- _Written request_
Every line from the one with "and teal ski" to the end of the data needs to be copied exactly, and no line before it.

**** Provided records ****

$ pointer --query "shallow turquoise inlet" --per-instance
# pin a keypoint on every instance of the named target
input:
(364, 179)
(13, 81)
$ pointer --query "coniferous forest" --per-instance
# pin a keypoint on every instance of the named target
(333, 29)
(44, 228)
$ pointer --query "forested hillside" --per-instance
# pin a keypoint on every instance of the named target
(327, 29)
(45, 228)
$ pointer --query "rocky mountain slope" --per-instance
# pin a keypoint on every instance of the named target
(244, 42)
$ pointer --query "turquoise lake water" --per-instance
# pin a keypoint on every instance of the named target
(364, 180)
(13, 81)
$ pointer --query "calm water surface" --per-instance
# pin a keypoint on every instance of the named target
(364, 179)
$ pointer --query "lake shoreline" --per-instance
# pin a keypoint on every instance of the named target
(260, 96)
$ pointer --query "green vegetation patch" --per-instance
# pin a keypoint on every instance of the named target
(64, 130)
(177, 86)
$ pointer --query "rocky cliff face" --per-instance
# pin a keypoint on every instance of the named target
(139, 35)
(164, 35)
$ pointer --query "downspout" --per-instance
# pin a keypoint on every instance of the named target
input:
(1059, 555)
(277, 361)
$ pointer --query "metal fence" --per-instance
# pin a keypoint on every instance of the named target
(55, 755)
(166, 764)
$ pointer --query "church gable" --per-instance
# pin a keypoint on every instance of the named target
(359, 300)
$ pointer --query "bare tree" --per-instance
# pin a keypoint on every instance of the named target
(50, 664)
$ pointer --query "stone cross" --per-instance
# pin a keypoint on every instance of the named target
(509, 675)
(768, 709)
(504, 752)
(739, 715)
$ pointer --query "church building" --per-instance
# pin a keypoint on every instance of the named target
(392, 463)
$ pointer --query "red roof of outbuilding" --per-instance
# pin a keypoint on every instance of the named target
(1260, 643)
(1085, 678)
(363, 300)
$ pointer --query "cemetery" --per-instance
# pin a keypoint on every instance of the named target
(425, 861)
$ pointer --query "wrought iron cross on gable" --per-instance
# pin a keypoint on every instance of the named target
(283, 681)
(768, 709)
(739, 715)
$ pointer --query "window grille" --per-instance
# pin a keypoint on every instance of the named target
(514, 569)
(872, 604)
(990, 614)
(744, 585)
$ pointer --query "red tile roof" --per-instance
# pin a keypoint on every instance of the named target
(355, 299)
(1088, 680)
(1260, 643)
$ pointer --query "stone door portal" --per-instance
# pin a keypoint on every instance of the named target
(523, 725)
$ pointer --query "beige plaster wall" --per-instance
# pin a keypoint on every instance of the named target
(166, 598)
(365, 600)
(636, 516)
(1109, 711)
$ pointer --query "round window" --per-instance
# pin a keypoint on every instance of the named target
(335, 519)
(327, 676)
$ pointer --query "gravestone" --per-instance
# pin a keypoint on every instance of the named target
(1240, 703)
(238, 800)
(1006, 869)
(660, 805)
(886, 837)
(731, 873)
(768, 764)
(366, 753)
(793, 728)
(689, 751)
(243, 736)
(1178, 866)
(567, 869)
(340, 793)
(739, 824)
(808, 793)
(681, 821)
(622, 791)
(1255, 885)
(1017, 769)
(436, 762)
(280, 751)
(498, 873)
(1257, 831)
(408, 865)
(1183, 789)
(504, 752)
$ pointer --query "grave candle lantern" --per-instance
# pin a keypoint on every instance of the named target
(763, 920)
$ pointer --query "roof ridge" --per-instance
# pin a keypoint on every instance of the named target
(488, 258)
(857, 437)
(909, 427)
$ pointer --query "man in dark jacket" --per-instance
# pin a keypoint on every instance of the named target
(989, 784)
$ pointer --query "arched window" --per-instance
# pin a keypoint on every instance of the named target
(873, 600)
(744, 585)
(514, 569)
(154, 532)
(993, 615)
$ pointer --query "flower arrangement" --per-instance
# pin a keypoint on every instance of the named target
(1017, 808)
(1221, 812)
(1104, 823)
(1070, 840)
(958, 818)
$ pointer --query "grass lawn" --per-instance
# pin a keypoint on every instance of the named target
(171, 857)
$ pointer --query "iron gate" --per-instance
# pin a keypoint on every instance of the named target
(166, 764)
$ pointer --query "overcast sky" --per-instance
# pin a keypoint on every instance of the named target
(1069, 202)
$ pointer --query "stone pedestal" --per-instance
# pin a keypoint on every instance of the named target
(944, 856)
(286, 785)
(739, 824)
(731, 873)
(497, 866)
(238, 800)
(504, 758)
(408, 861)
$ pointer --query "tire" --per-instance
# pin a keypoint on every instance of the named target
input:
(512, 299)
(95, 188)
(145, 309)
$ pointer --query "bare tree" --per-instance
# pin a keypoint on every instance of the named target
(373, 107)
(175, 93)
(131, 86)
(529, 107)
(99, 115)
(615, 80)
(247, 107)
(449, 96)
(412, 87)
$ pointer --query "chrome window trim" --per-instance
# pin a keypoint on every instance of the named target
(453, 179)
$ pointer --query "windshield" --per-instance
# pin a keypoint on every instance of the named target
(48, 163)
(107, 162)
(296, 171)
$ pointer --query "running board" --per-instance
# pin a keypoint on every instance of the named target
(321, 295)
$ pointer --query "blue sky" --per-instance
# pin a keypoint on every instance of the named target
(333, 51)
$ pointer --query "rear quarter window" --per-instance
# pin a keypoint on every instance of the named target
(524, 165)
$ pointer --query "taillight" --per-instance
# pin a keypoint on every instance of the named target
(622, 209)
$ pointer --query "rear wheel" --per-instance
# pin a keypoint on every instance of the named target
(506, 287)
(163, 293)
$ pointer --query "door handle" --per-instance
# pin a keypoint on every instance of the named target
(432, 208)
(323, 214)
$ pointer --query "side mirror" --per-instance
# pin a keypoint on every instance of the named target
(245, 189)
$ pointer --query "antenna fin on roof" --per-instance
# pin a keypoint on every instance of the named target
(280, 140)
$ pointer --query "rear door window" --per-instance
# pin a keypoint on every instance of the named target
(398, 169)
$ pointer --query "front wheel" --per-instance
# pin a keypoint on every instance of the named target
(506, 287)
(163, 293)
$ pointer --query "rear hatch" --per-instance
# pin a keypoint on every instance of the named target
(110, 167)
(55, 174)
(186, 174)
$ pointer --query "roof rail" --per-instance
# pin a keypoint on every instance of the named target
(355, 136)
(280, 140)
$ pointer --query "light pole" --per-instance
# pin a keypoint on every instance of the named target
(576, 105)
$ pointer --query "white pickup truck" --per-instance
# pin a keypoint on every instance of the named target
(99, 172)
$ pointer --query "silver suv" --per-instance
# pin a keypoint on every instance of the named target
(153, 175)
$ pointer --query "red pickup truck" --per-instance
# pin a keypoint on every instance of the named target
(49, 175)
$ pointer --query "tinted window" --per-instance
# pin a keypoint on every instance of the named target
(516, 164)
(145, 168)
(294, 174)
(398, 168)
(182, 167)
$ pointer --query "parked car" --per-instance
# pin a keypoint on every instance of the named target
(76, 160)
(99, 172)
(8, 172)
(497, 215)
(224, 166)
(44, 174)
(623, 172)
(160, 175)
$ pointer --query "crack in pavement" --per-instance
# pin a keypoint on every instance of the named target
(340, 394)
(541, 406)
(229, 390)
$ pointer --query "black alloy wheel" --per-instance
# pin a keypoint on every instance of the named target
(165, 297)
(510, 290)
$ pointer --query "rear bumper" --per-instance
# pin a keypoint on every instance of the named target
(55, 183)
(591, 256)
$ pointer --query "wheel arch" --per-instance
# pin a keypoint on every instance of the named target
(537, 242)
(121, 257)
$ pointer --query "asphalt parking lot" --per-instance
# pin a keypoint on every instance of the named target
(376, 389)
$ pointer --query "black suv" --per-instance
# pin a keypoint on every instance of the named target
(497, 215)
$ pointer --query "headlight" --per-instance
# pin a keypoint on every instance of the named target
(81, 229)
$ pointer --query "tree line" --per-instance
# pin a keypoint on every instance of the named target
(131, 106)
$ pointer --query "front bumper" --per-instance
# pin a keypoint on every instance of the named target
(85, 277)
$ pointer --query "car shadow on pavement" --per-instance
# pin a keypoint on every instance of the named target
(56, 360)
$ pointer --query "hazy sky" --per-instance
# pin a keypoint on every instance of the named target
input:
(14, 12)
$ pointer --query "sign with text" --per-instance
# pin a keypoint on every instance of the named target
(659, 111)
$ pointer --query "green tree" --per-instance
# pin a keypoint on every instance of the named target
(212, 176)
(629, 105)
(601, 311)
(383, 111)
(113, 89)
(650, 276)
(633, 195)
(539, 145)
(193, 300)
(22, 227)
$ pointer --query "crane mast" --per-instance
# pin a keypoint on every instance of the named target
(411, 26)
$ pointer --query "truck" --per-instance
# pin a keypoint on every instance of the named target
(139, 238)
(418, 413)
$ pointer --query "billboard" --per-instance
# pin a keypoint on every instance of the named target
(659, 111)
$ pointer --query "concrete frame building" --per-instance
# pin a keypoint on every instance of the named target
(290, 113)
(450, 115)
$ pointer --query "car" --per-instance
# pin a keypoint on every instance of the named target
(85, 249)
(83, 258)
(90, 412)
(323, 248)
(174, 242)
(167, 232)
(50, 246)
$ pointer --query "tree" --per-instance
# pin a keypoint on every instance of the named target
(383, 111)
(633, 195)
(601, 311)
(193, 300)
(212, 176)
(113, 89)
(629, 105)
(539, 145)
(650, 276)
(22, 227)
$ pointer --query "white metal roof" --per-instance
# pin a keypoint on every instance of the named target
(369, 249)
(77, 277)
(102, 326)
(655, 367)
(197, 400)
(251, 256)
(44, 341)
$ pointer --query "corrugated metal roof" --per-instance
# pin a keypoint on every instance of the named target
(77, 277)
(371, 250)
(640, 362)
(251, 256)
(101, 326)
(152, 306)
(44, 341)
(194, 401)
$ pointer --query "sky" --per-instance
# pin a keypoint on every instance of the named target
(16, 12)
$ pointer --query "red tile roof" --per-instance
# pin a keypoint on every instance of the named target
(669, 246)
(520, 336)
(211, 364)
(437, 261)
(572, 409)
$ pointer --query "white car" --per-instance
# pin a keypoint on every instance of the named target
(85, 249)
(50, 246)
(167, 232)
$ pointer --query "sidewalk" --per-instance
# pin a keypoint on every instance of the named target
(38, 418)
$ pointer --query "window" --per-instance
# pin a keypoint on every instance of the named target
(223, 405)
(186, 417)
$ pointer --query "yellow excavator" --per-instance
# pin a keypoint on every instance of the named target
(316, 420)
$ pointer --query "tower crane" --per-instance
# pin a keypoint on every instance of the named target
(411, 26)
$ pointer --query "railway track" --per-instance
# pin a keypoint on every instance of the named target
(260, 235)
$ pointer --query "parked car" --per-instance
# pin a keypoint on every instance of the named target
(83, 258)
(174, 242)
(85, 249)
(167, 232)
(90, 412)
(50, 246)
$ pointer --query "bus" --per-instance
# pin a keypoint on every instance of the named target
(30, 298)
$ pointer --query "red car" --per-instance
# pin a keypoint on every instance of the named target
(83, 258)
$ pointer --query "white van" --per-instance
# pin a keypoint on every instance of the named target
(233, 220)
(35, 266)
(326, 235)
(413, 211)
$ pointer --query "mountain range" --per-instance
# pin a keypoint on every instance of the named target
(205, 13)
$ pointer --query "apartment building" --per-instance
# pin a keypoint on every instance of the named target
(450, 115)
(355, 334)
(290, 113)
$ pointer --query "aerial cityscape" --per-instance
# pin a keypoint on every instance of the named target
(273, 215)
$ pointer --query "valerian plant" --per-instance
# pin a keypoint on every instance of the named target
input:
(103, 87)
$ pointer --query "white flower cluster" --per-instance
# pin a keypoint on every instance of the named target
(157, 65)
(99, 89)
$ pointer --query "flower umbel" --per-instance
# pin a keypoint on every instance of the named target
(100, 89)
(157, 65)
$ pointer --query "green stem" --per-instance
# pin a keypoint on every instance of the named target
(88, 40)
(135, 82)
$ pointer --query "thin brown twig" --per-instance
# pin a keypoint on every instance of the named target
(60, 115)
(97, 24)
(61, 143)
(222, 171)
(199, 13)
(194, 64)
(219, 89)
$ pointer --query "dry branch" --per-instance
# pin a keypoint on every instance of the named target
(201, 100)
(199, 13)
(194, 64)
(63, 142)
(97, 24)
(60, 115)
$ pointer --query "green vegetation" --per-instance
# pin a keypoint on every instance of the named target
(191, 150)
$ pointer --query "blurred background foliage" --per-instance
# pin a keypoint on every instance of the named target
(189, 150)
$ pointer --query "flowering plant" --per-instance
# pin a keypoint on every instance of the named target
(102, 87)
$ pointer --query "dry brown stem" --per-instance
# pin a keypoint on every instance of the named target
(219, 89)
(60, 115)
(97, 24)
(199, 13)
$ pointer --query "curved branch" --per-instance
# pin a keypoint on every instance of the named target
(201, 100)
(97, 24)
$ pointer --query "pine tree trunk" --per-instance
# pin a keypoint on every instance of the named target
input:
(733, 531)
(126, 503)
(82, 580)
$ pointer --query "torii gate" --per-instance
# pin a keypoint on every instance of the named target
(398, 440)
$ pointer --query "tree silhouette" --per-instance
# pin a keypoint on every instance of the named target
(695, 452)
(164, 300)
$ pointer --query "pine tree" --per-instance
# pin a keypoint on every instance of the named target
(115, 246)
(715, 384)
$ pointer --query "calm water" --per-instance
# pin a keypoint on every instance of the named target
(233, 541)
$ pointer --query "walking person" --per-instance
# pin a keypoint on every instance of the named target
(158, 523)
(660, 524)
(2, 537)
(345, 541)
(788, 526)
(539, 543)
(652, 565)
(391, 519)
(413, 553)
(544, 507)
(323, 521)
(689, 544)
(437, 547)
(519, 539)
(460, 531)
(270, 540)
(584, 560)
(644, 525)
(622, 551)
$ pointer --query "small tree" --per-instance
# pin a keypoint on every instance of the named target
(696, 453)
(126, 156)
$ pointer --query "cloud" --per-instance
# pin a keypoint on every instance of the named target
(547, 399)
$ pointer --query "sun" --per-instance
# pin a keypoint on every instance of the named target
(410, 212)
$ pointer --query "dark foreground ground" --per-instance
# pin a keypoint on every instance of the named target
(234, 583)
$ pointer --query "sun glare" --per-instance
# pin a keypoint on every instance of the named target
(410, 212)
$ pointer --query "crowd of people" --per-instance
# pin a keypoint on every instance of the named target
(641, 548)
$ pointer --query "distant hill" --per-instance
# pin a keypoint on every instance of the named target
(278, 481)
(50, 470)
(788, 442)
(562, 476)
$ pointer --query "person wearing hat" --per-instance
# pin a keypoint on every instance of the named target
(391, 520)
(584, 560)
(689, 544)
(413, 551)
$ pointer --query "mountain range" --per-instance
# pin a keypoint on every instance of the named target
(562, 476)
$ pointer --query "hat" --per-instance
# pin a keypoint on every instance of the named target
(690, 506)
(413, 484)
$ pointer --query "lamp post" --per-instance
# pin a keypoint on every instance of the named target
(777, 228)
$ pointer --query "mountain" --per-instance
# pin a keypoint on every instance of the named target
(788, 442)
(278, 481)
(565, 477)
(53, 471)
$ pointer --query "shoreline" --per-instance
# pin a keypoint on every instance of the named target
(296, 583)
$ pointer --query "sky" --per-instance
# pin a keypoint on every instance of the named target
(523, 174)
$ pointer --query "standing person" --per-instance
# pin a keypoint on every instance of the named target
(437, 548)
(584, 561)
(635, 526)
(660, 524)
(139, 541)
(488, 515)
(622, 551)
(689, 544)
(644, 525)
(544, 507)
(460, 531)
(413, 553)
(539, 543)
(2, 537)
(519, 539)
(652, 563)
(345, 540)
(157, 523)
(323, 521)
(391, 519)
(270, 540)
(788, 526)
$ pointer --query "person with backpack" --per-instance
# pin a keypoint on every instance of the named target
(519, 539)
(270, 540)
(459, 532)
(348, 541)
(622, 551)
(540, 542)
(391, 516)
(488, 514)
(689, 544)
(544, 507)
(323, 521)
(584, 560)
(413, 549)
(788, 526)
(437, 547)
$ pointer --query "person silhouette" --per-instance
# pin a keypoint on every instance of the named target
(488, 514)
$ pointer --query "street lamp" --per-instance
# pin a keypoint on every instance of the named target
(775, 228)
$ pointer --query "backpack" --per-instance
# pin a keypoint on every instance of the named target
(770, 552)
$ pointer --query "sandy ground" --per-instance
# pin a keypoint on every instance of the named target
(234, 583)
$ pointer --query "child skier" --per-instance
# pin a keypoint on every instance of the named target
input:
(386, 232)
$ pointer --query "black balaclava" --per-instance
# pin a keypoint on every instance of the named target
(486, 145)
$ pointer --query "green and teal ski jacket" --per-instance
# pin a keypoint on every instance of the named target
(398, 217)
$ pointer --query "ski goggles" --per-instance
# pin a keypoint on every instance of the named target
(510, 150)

****

- _The result_
$ pointer --query "green and teal ski jacket" --per-instance
# pin a keypoint on every instance of the named target
(398, 217)
$ pointer --query "ski goggles" --per-instance
# pin a keypoint on every instance of the named target
(510, 150)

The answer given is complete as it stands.